Given task: Copy the lines below without any changes, from the first one through the line holding "[[211, 293], [293, 290]]", inclusive.

Material provided:
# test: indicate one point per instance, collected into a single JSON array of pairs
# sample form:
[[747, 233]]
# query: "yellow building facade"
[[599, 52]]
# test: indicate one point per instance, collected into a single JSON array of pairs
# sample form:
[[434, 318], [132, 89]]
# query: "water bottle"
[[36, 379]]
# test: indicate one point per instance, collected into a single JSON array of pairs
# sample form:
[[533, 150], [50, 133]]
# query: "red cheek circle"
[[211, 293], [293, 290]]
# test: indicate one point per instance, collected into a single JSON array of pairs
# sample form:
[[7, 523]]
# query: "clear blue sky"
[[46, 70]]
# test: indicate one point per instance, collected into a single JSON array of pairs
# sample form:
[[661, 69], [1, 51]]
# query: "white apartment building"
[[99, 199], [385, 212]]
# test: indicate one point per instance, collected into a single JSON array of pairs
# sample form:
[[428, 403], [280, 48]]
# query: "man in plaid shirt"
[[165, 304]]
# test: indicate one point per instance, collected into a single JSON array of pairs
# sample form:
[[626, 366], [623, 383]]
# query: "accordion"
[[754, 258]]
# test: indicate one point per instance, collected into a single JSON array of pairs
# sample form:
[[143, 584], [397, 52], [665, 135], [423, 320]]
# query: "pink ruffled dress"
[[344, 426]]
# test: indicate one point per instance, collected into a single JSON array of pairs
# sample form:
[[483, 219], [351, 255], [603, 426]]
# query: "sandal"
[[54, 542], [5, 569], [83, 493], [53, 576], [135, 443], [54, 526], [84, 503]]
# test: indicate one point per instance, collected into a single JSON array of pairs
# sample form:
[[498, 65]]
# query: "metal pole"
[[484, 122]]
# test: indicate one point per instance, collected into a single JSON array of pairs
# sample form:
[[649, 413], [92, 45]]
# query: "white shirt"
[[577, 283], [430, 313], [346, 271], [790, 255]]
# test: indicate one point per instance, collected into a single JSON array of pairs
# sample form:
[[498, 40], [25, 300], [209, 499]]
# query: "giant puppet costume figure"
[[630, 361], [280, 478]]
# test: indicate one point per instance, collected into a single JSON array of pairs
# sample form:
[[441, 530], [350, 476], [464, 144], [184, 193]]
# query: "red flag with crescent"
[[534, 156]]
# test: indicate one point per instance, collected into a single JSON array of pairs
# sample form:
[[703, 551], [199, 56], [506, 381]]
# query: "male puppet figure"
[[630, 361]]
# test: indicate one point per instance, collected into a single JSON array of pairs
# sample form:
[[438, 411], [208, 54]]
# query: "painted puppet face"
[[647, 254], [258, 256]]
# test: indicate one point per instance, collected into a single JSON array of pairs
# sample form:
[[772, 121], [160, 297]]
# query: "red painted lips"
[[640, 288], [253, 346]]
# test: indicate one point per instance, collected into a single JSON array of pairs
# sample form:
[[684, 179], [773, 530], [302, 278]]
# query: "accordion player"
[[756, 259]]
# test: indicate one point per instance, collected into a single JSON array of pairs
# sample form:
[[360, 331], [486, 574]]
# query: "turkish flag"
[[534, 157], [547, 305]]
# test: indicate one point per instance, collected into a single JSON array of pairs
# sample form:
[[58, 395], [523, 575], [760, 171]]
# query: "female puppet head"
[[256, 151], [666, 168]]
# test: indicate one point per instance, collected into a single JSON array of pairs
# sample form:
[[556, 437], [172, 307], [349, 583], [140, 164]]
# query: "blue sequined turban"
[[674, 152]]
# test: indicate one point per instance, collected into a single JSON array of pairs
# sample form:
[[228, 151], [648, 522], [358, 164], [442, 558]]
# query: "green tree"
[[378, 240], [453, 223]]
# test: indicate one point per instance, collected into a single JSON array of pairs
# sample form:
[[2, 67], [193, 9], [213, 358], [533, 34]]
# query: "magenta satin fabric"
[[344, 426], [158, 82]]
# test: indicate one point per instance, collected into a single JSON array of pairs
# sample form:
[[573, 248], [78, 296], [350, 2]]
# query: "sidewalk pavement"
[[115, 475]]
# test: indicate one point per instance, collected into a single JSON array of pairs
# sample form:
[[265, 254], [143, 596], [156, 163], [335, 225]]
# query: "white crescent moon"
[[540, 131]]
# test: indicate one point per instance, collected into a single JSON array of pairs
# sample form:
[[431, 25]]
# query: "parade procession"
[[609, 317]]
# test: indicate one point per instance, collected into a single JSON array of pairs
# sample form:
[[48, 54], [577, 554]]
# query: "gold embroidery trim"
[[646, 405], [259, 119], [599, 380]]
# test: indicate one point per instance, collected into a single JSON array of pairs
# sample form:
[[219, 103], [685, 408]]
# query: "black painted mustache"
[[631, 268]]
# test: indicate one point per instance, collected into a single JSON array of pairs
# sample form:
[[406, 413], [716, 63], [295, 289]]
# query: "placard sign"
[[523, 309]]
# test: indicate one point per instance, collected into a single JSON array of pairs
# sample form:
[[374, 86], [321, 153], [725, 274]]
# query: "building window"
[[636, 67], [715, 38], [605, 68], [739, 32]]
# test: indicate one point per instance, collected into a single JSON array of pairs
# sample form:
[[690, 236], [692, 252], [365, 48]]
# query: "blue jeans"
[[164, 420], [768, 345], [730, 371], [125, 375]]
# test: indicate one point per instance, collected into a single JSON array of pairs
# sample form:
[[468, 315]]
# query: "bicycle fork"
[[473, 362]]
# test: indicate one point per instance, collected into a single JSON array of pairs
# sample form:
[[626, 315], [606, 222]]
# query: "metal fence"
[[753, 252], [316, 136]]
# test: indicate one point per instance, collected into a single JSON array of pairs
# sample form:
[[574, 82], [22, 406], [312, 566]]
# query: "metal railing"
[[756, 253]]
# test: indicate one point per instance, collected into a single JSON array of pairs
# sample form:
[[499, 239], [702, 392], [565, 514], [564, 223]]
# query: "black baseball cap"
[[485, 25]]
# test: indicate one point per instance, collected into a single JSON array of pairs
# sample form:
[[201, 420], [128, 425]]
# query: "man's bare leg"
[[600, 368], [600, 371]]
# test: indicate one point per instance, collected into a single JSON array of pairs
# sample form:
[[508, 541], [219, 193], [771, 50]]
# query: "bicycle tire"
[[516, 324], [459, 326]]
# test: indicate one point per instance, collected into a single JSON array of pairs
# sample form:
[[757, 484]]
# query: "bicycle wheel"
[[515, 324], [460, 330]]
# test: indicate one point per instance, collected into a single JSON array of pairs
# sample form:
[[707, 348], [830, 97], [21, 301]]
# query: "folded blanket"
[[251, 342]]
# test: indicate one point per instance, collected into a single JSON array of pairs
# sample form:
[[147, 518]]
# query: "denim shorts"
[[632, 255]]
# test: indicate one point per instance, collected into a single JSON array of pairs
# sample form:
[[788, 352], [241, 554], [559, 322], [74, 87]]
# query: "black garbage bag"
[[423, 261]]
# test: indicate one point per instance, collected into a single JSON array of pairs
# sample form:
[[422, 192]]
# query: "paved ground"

In response:
# test: indicate one point per instance, collected into a single JSON array of pairs
# sample form:
[[747, 233]]
# query: "yellow building facade"
[[599, 52]]
# test: indicate one point per instance, collected into a single JSON array of pairs
# sample form:
[[434, 318], [132, 89]]
# query: "water bottle"
[[36, 379]]
# test: indicate one point per instance, collected into a single JSON array of pairs
# sample form:
[[533, 150], [50, 133]]
# query: "red cheek circle"
[[211, 293], [293, 290]]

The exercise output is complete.